--- Material for this task Enclosed Below ---
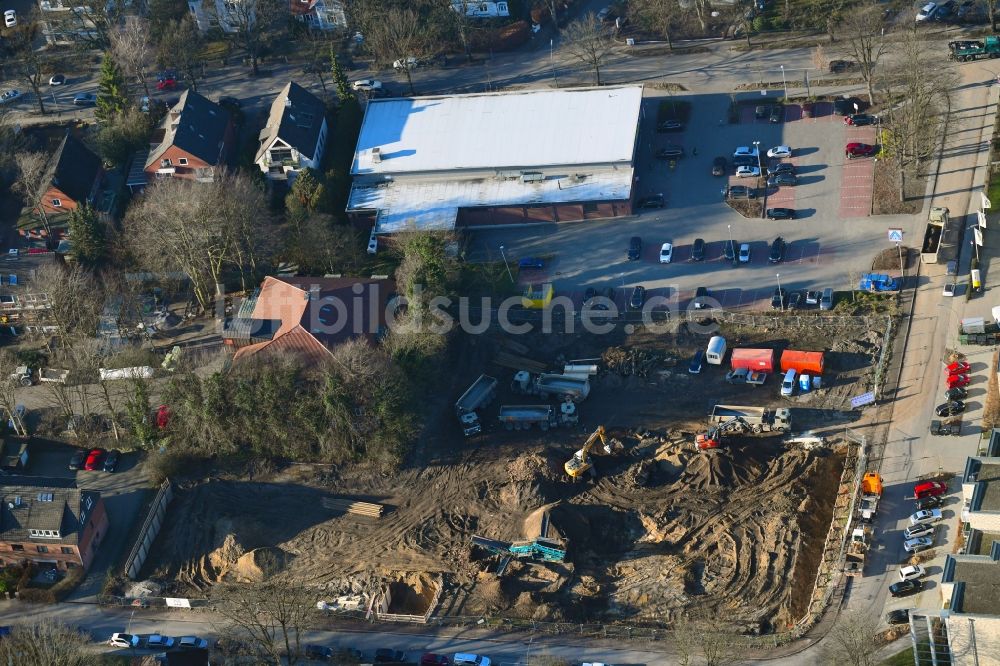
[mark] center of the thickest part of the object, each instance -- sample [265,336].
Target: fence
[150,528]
--- End of Enclosed Material for this task ---
--- Material for this task Enclosed Below ---
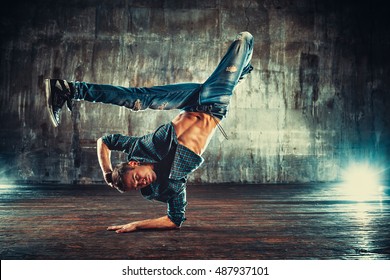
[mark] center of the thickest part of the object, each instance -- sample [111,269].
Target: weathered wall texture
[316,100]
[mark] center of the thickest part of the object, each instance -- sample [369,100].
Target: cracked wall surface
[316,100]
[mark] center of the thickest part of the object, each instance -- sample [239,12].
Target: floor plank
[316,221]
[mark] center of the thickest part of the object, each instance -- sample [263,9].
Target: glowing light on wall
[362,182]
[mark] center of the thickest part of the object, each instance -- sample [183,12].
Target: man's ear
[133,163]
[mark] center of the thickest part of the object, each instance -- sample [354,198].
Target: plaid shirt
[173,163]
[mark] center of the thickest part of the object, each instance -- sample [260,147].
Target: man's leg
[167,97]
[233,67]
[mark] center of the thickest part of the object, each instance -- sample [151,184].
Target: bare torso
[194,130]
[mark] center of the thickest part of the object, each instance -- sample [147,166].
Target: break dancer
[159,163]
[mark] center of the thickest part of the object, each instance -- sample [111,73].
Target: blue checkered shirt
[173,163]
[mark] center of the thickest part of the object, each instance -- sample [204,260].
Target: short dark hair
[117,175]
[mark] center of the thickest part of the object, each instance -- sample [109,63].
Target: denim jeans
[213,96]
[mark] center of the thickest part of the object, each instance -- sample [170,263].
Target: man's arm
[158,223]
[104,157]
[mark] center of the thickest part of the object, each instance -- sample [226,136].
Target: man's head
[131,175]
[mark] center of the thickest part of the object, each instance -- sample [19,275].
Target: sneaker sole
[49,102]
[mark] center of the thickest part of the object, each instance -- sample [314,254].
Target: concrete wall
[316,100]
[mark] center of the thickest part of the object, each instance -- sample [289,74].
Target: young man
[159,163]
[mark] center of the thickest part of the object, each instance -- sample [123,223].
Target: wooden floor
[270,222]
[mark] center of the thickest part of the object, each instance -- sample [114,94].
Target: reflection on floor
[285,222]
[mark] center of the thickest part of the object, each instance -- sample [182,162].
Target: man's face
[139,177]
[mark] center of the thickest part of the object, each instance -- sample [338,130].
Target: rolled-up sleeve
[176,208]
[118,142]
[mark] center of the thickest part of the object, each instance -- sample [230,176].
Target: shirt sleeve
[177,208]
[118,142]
--- End of Enclosed Material for this task ---
--- Material for this task Enclosed Below ---
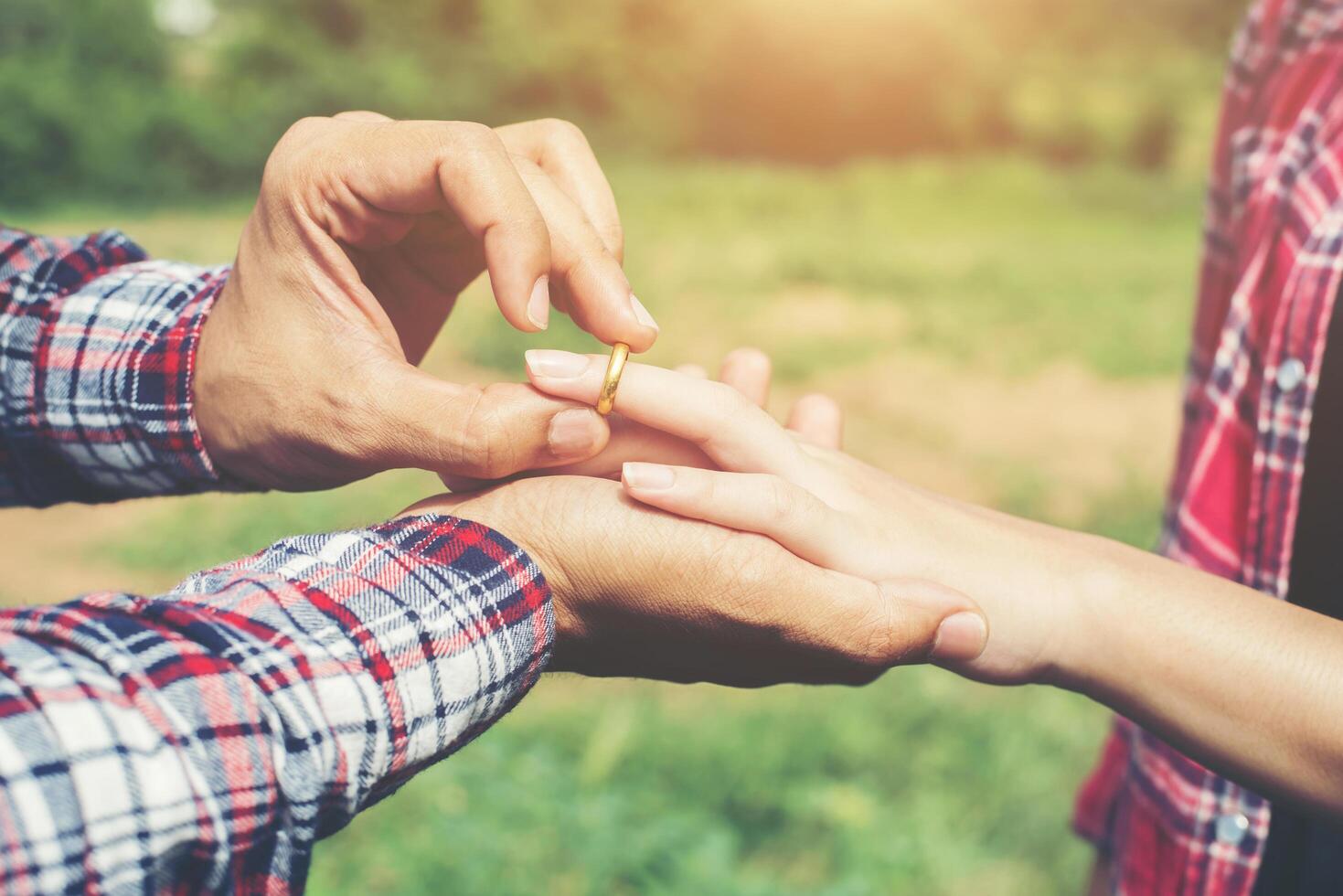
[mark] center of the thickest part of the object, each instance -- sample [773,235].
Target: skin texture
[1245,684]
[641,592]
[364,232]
--- End of Enclosed Material for this task ---
### Work to be completed
Copy verbatim, from the listing above, each line from the one containing "-- sample [147,166]." down to the one containing "-- sample [204,260].", inclusive.

### Written answer
[mark] center of the thickest part of the object, each instance -- sample [147,166].
Target: break dancer
[159,163]
[mark] center of the thickest part of the object, each instance -- sample [111,73].
Target: blue checkered shirt
[173,163]
[mark] center of the thickest part of the object, each instance -- sample [204,260].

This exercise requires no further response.